== Source text ==
---*---

On 6/29/22 5:48 PM, Yafang Shao wrote:
> GFP_ATOMIC doesn't cooperate well with memcg pressure so far, especially
> if we allocate too much GFP_ATOMIC memory. For example, when we set the
> memcg limit to limit a non-preallocated bpf memory, the GFP_ATOMIC can
> easily break the memcg limit by force charge. So it is very dangerous to
> use GFP_ATOMIC in non-preallocated case. One way to make it safe is to
> remove __GFP_HIGH from GFP_ATOMIC, IOW, use (__GFP_ATOMIC |
> __GFP_KSWAPD_RECLAIM) instead, then it will be limited if we allocate
> too much memory.
> 
> We introduced BPF_F_NO_PREALLOC is because full map pre-allocation is
> too memory expensive for some cases. That means removing __GFP_HIGH
> doesn't break the rule of BPF_F_NO_PREALLOC, but has the same goal with
> it-avoiding issues caused by too much memory. So let's remove it.
> 
> __GFP_KSWAPD_RECLAIM doesn't cooperate well with memcg pressure neither
> currently. But the memcg code can be improved to make
> __GFP_KSWAPD_RECLAIM work well under memcg pressure.

Ok, but could you also explain in commit desc why it's a specific problem
to BPF hashtab?

Afaik, there is plenty of other code using GFP_ATOMIC | __GFP_NOWARN outside
of BPF e.g. under net/, so it's a generic memcg problem?

Why are lpm trie and local storage map for BPF not affected (at least I don't
see them covered in the patch)?

Thanks,
Daniel

> It also fixes a typo in the comment.

---*---

== Exercise task a ==
Convert everything in the listing from the line containing "Expected: one pin per instance of the white" down to the end of the listing into a Markdown table with the columns No. and Line. Give each line its own numbered row and leave out blank lines.

== Excerpts from a pointing dataset ==
---*---

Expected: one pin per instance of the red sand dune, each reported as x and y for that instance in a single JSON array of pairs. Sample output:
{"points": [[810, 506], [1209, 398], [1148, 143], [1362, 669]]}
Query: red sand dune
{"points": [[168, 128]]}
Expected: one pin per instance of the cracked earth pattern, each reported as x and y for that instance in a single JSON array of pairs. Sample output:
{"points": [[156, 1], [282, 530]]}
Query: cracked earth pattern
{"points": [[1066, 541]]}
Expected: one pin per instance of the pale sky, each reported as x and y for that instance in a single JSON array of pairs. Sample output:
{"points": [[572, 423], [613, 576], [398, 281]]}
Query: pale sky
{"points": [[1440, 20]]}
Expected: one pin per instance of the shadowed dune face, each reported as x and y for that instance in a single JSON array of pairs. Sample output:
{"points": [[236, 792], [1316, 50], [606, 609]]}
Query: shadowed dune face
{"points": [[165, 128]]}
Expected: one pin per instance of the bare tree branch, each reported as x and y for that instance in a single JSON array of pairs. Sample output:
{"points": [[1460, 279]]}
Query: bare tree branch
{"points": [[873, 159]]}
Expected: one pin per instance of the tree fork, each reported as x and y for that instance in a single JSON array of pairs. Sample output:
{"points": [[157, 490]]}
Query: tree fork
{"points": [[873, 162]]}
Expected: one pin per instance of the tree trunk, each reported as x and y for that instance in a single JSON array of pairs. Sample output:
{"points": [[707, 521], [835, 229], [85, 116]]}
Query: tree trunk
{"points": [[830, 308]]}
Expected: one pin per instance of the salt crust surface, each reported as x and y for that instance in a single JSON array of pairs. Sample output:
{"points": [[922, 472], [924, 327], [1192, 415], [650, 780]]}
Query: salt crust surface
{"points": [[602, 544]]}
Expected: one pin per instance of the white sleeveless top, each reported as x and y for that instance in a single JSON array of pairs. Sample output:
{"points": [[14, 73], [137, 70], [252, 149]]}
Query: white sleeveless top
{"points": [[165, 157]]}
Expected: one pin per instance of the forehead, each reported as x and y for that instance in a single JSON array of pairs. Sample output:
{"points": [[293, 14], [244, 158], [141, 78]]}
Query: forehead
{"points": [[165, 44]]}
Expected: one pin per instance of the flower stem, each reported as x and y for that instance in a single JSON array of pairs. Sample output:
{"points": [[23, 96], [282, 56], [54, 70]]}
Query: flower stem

---*---

== Exercise task b ==
Return the mailing-list reply about GFP_ATOMIC and the BPF hashtab word for word.

== Written solution a ==
| No. | Line |
|---|---|
| 1 | Expected: one pin per instance of the white sleeveless top, each reported as x and y for that instance in a single JSON array of pairs. Sample output: |
| 2 | {"points": [[14, 73], [137, 70], [252, 149]]} |
| 3 | Query: white sleeveless top |
| 4 | {"points": [[165, 157]]} |
| 5 | Expected: one pin per instance of the forehead, each reported as x and y for that instance in a single JSON array of pairs. Sample output: |
| 6 | {"points": [[293, 14], [244, 158], [141, 78]]} |
| 7 | Query: forehead |
| 8 | {"points": [[165, 44]]} |
| 9 | Expected: one pin per instance of the flower stem, each reported as x and y for that instance in a single JSON array of pairs. Sample output: |
| 10 | {"points": [[23, 96], [282, 56], [54, 70]]} |
| 11 | Query: flower stem |

== Written solution b ==
On 6/29/22 5:48 PM, Yafang Shao wrote:
> GFP_ATOMIC doesn't cooperate well with memcg pressure so far, especially
> if we allocate too much GFP_ATOMIC memory. For example, when we set the
> memcg limit to limit a non-preallocated bpf memory, the GFP_ATOMIC can
> easily break the memcg limit by force charge. So it is very dangerous to
> use GFP_ATOMIC in non-preallocated case. One way to make it safe is to
> remove __GFP_HIGH from GFP_ATOMIC, IOW, use (__GFP_ATOMIC |
> __GFP_KSWAPD_RECLAIM) instead, then it will be limited if we allocate
> too much memory.
> 
> We introduced BPF_F_NO_PREALLOC is because full map pre-allocation is
> too memory expensive for some cases. That means removing __GFP_HIGH
> doesn't break the rule of BPF_F_NO_PREALLOC, but has the same goal with
> it-avoiding issues caused by too much memory. So let's remove it.
> 
> __GFP_KSWAPD_RECLAIM doesn't cooperate well with memcg pressure neither
> currently. But the memcg code can be improved to make
> __GFP_KSWAPD_RECLAIM work well under memcg pressure.

Ok, but could you also explain in commit desc why it's a specific problem
to BPF hashtab?

Afaik, there is plenty of other code using GFP_ATOMIC | __GFP_NOWARN outside
of BPF e.g. under net/, so it's a generic memcg problem?

Why are lpm trie and local storage map for BPF not affected (at least I don't
see them covered in the patch)?

Thanks,
Daniel

> It also fixes a typo in the comment.